DATA TO PROCESS:

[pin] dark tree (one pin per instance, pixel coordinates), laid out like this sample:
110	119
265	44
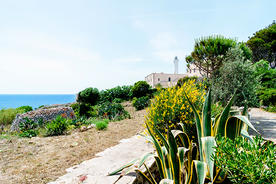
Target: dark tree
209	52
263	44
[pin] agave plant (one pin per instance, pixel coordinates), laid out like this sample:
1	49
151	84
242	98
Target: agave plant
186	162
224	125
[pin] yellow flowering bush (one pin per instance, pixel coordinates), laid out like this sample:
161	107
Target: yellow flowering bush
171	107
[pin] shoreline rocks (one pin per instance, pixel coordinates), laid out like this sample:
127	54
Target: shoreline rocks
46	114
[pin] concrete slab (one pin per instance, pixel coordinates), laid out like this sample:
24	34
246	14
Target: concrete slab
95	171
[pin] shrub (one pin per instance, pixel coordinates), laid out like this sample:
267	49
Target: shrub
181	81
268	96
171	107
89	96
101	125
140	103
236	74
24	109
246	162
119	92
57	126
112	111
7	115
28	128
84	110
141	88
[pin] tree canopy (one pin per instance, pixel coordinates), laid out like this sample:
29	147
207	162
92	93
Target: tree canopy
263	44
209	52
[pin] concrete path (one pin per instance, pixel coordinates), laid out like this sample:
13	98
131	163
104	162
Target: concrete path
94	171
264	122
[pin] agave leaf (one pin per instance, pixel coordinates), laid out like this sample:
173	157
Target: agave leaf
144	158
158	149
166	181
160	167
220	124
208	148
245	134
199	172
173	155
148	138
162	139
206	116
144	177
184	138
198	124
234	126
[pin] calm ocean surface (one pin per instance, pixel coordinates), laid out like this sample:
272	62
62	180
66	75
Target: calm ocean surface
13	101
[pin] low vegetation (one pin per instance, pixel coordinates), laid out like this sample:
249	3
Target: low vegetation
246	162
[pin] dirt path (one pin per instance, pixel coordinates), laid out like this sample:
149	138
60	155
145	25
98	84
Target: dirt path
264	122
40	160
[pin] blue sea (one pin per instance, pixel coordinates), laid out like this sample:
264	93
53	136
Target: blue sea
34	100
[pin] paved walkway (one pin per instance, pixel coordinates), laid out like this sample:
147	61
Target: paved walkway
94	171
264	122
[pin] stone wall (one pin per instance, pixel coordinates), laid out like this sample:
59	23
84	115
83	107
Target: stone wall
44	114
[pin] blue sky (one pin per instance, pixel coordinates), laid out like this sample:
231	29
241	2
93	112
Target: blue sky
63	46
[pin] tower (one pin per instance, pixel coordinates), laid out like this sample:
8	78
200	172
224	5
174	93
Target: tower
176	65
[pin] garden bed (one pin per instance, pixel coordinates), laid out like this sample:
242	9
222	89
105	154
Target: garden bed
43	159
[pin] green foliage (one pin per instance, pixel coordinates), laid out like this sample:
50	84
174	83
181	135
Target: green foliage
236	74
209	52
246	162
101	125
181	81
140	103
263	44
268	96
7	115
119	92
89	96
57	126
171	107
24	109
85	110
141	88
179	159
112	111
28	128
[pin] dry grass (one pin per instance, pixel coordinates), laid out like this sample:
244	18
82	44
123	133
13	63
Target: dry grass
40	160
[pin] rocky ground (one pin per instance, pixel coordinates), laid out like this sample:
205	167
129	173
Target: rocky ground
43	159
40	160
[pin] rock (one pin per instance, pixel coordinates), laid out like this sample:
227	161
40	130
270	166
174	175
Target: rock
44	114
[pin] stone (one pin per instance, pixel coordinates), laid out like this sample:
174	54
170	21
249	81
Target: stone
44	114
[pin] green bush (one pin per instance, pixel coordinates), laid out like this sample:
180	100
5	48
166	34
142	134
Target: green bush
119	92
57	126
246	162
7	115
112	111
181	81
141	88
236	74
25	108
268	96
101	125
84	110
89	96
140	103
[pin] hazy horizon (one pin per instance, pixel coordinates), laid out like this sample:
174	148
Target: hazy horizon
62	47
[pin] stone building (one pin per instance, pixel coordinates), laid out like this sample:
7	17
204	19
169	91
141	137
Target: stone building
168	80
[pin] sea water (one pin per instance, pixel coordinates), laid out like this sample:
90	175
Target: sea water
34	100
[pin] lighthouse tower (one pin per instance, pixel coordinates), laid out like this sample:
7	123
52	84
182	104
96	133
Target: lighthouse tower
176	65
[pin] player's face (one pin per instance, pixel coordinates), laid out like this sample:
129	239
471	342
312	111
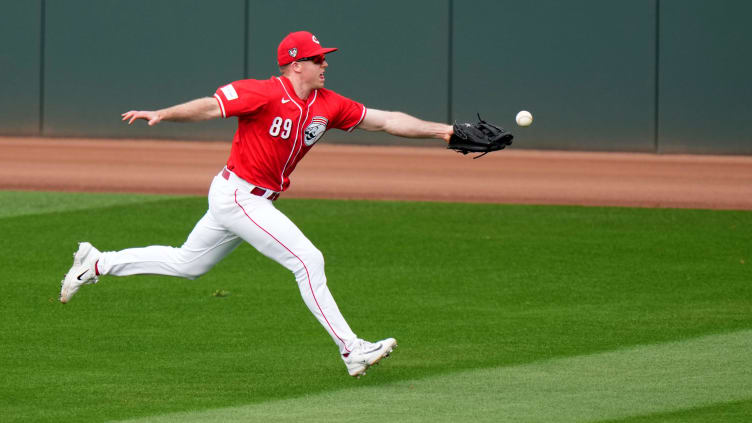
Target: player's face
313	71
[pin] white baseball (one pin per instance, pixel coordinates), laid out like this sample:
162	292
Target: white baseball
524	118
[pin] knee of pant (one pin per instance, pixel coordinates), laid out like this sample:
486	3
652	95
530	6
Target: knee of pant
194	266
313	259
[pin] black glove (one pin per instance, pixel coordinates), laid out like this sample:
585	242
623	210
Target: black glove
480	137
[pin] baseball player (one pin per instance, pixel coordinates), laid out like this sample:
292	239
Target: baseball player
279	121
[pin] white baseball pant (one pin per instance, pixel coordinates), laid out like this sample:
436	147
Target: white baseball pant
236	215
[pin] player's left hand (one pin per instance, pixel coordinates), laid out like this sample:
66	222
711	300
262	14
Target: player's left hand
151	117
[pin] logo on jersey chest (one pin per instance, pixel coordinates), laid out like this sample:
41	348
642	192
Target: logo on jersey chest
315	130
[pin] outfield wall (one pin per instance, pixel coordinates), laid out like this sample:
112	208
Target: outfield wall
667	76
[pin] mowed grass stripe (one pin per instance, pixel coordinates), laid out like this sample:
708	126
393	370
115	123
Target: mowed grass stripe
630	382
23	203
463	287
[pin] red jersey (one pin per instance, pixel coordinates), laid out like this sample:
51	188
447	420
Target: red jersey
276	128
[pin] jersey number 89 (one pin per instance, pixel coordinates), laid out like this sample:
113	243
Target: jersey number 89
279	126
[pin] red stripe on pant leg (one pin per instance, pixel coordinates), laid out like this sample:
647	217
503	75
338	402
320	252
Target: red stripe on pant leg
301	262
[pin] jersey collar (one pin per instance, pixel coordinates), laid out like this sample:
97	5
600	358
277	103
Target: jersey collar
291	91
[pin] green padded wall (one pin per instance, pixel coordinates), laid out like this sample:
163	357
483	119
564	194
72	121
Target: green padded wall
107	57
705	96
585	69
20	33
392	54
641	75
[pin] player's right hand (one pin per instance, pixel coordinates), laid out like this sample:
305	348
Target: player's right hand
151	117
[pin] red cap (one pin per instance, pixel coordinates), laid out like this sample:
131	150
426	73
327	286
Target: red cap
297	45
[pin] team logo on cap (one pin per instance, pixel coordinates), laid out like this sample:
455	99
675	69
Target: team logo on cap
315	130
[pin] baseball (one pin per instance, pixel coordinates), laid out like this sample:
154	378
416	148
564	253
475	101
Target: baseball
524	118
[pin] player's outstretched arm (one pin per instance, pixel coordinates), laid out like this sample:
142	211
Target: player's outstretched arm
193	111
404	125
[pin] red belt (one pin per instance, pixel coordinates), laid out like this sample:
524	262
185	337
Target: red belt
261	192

WORK INSTRUCTION: The pictures are not wanted, but every line of the listing should be duplicated exactly.

ANSWER SPACE:
[pin] dark tree (one pin per instance, pixel coordinates), laid out like this sample:
110	119
265	44
Target: dark tree
209	52
263	44
[pin] agave plant (one pin per instance, pixel coordinates), laid out like this sample:
1	49
151	84
242	98
Target: agave plant
186	162
224	125
[pin] yellow flowering bush (one pin per instance, pixel coordinates), laid out like this sample:
161	107
Target: yellow flowering bush
171	107
[pin] shoreline rocks (one pin per instance, pixel coordinates), laid out like this sample:
127	54
Target: shoreline rocks
46	114
[pin] concrete slab (one pin per instance, pixel coordinates), laid out like this sample:
24	34
246	14
Target: concrete slab
95	171
[pin] shrub (one pin per instance, pixel coordinates), laid out like this sample:
267	49
Target: shrub
181	81
268	96
171	107
89	96
101	125
140	103
236	74
24	109
246	162
119	92
57	126
112	111
7	115
28	128
84	110
141	88
[pin] tree canopy (one pin per instance, pixel coordinates), laid out like this sample:
29	147
207	162
92	93
Target: tree canopy
263	44
209	52
[pin] concrete path (one pin per instance, pixel coordinates), laid out like this sample:
13	98
131	163
104	162
Target: concrete path
94	171
264	122
[pin] agave leaf (one pin per instance, pixel coordinates), laid out like this sample:
173	157
Target: agave leaf
144	158
158	149
166	181
160	167
220	124
208	148
245	134
199	172
173	155
148	138
162	139
206	116
144	177
184	138
198	124
234	126
[pin] calm ocean surface (one pin per instance, pixel coordinates), laid out like this sample:
272	62
62	180
66	75
Target: calm ocean surface
13	101
[pin] low vegetation (one pin per instance, pixel coordinates), laid out like this sample:
249	3
Target: low vegetation
246	162
[pin] dirt path (one pin per instance, pixel coordinates), laid out like this sample:
149	138
60	155
145	25
98	84
Target: dirt path
264	122
40	160
[pin] blue sea (one pin per instance, pixel coordinates), laid out like this sample:
264	93
53	136
Target: blue sea
34	100
[pin] paved walkway (one pin per instance, pixel coordinates), laid out like this sample:
147	61
Target: paved walkway
94	171
264	122
[pin] stone wall (one pin per instance, pixel coordinates), laid out like this sample:
59	23
84	115
83	107
Target: stone wall
44	114
[pin] blue sky (one pin per instance, pixel coordinates), laid out like this sample:
231	29
241	2
93	112
Target: blue sky
63	46
[pin] tower (one pin per instance, pixel coordinates), laid out like this sample:
8	78
200	172
224	5
174	93
Target: tower
176	65
[pin] garden bed (one pin per instance, pixel coordinates), laid out like this sample:
242	9
222	89
105	154
Target: garden bed
43	159
[pin] green foliage (one pin per instance, pixel coordinates), laid out like this sample:
50	84
174	83
181	135
Target: green foliage
236	74
209	52
246	162
101	125
181	81
140	103
263	44
268	96
7	115
119	92
89	96
57	126
171	107
24	109
85	110
141	88
179	159
112	111
28	128
[pin] dry grass (one pin per instance, pixel coordinates), laid out like this sample:
244	18
82	44
123	133
13	63
Target: dry grass
40	160
[pin] rocky ground (one pin per instance, pixel coordinates), laid out like this sample:
205	167
129	173
Target: rocky ground
43	159
40	160
[pin] rock (one pin per instance, pixel coordinates), laid out like this sample:
227	161
40	130
270	166
174	175
Target: rock
44	114
[pin] stone (one pin per instance, pixel coordinates), laid out like this sample:
174	54
170	21
249	81
Target: stone
44	114
[pin] green bush (one pin per instance, pixel coordinates), laid out like this sample:
180	100
5	48
166	34
142	134
Target: green bush
119	92
57	126
246	162
7	115
112	111
181	81
141	88
236	74
25	108
268	96
101	125
84	110
89	96
140	103
[pin] hazy horizon (one pin per instance, pixel coordinates), laid out like this sample:
174	148
Target: hazy horizon
62	47
[pin] stone building (one pin per instance, pixel coordinates), laid out like this sample:
7	17
204	19
169	91
141	137
Target: stone building
168	80
[pin] sea water (one pin per instance, pixel coordinates), laid out like this sample:
90	175
Target: sea water
34	100
[pin] lighthouse tower (one pin per instance, pixel coordinates), laid out like this sample:
7	123
52	84
182	104
96	133
Target: lighthouse tower
176	65
[pin] player's face (one pin per instance, pixel coordinates), laid out like this sample:
129	239
471	342
312	111
Target: player's face
313	71
[pin] white baseball (one pin per instance, pixel coordinates), laid out like this sample:
162	292
Target: white baseball
524	118
[pin] knee of pant (one pin per instance, pixel coordinates), laid out like this sample:
486	3
652	95
530	6
Target: knee of pant
194	266
313	259
[pin] black glove (one pin per instance, pixel coordinates), laid out like this sample:
585	242
623	210
Target: black glove
480	137
[pin] baseball player (one pin per instance, pixel coordinates), laid out like this sample:
292	239
Target: baseball player
279	121
[pin] white baseball pant (one pin per instance, pixel coordinates), laid out like this sample:
436	147
Target: white baseball pant
236	215
[pin] player's left hand (one pin per instance, pixel coordinates), laid out like this sample:
66	222
711	300
262	14
Target: player's left hand
151	117
[pin] logo on jersey chest (one pin per instance, pixel coordinates), laid out like this sample:
41	348
642	192
Target: logo on jersey chest
315	130
[pin] outfield wall (one pin per instance, pixel coordinates), laid out like this sample:
112	208
Target: outfield wall
667	76
[pin] mowed grass stripe (one pin per instance, pixel coordinates), laid out like this sample:
708	126
393	370
115	123
Target: mowed grass stripe
630	382
23	203
463	287
[pin] red jersey (one pin per instance, pixel coordinates), laid out like this sample:
51	188
447	420
Target: red jersey
276	128
[pin] jersey number 89 (one pin per instance, pixel coordinates), laid out like this sample:
113	243
Target: jersey number 89
279	126
[pin] red stripe on pant leg (one pin per instance, pixel coordinates), laid out like this sample:
647	217
503	75
338	402
320	252
Target: red stripe on pant leg
301	262
[pin] jersey collar (one pin per instance, pixel coordinates), laid out like this sample:
97	5
600	358
277	103
Target: jersey collar
291	91
[pin] green padded wall (one pin per instance, pixel coordinates), laid out like this sample:
163	357
483	119
564	194
72	121
Target: green padded wall
107	57
705	96
585	69
20	33
392	54
641	75
[pin] player's right hand (one pin per instance, pixel coordinates), laid out like this sample:
305	348
Target: player's right hand
151	117
[pin] red cap (one pin per instance, pixel coordinates), laid out like this sample:
131	150
426	73
327	286
Target: red cap
297	45
[pin] team logo on cap (one pin per instance, pixel coordinates), laid out like this sample:
455	99
675	69
Target: team logo on cap
315	130
[pin] baseball (one pin per instance, pixel coordinates), laid out like this sample:
154	378
416	148
564	253
475	101
Target: baseball
524	118
[pin] player's outstretched arm (one pin per instance, pixel coordinates), laid out like this sample:
142	211
Target: player's outstretched arm
193	111
404	125
[pin] red belt (one pin per instance, pixel coordinates), laid out like this sample:
524	262
185	337
Target: red belt
261	192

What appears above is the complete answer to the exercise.